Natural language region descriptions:
=== Begin Enclosure ===
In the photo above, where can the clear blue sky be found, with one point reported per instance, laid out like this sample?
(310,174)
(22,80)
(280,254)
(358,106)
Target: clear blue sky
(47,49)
=== End Enclosure ===
YOUR INSTRUCTIONS | Write the data from above out again, exactly.

RESPONSE BOX |
In the photo above, where can the clear blue sky be found, with one point reported per instance, laid out like this sample?
(310,174)
(22,80)
(280,254)
(358,106)
Target: clear blue sky
(47,49)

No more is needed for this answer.